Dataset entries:
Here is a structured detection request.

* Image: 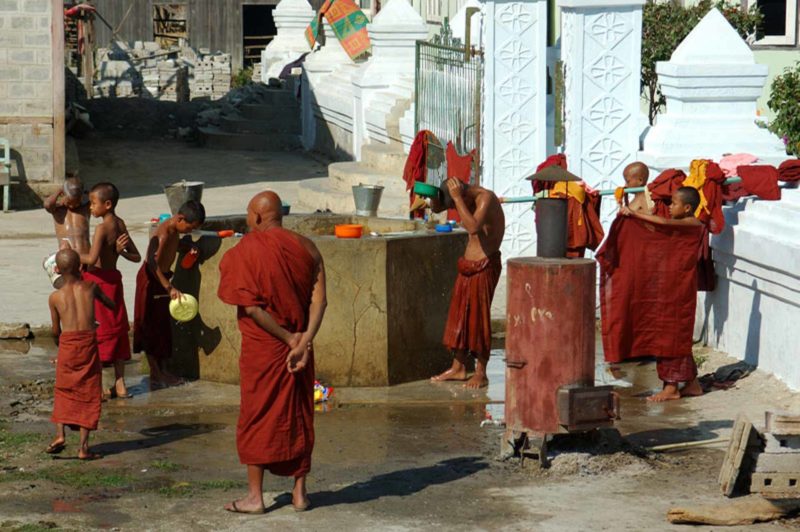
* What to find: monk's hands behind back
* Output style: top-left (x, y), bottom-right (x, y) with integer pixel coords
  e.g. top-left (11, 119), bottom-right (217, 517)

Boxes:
top-left (286, 336), bottom-right (311, 374)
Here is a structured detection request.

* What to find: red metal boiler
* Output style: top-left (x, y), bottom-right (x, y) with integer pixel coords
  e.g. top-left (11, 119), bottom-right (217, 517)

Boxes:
top-left (504, 258), bottom-right (617, 456)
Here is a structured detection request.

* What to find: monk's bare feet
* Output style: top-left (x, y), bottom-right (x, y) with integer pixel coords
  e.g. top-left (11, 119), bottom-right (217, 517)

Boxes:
top-left (647, 383), bottom-right (681, 402)
top-left (292, 477), bottom-right (310, 511)
top-left (681, 378), bottom-right (704, 397)
top-left (45, 438), bottom-right (66, 454)
top-left (431, 367), bottom-right (468, 382)
top-left (464, 373), bottom-right (489, 389)
top-left (224, 495), bottom-right (265, 515)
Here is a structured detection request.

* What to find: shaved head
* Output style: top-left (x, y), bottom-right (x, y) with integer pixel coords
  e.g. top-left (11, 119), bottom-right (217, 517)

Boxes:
top-left (55, 248), bottom-right (80, 276)
top-left (63, 177), bottom-right (83, 199)
top-left (247, 191), bottom-right (283, 232)
top-left (623, 162), bottom-right (649, 185)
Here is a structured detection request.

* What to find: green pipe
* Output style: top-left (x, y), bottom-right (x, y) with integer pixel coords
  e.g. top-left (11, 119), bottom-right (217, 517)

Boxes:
top-left (499, 177), bottom-right (743, 204)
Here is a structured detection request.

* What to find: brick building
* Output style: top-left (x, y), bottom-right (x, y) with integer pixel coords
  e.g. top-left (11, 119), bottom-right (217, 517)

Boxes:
top-left (0, 0), bottom-right (64, 184)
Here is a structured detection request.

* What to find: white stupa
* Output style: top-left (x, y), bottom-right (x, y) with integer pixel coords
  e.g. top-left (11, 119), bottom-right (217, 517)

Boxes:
top-left (639, 8), bottom-right (786, 172)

EXERCISE INSTRUCTIONS -
Would you print all the entries again exactly, minus any pictures?

EXERCISE ANSWER -
Here is a structured detection request.

* Image: 
* What to find: monk's hands behind back
* Output style: top-left (x, y), bottom-right (x, y) with integer pixel coords
  e.g. top-left (11, 119), bottom-right (217, 517)

Boxes:
top-left (286, 336), bottom-right (311, 374)
Here is a structured detection request.

* What to find: red metal boiler
* Output style: top-left (x, y), bottom-right (x, y) with integer pixel coords
  e.g. top-left (11, 119), bottom-right (217, 517)

Boxes:
top-left (504, 258), bottom-right (617, 456)
Here is a structured detection request.

* What to find: monk's bare feet
* Output style: top-left (x, y), bottom-right (x, y) with integer pixel coords
  e.g. top-left (11, 119), bottom-right (217, 517)

Boxes:
top-left (647, 383), bottom-right (681, 402)
top-left (292, 477), bottom-right (310, 511)
top-left (681, 378), bottom-right (704, 397)
top-left (45, 438), bottom-right (66, 454)
top-left (431, 367), bottom-right (468, 382)
top-left (464, 373), bottom-right (489, 389)
top-left (224, 495), bottom-right (265, 515)
Here is a structured detection request.

* What to find: shaved head
* Output style: top-left (x, y), bottom-right (x, y) with integer pixel coords
  e.g. top-left (11, 119), bottom-right (217, 517)

Boxes:
top-left (55, 248), bottom-right (80, 276)
top-left (63, 177), bottom-right (83, 199)
top-left (247, 191), bottom-right (283, 232)
top-left (623, 162), bottom-right (649, 185)
Here is a structured detection request.

* What to find: green pipe
* Output style: top-left (x, y), bottom-right (x, y) with integer pixel coords
  e.g. top-left (11, 119), bottom-right (217, 517)

Boxes:
top-left (499, 177), bottom-right (743, 204)
Here is a structured detection request.

* What to find: brick building
* Output style: top-left (x, y), bottom-right (x, y) with integer pixel coords
  e.g. top-left (11, 119), bottom-right (217, 517)

Boxes:
top-left (0, 0), bottom-right (64, 184)
Here is a structured detection request.

* What to find: white stupa
* Output style: top-left (x, y), bottom-right (x, y) with integer pixel coords
  e.g. top-left (11, 119), bottom-right (217, 517)

Boxes:
top-left (639, 8), bottom-right (786, 172)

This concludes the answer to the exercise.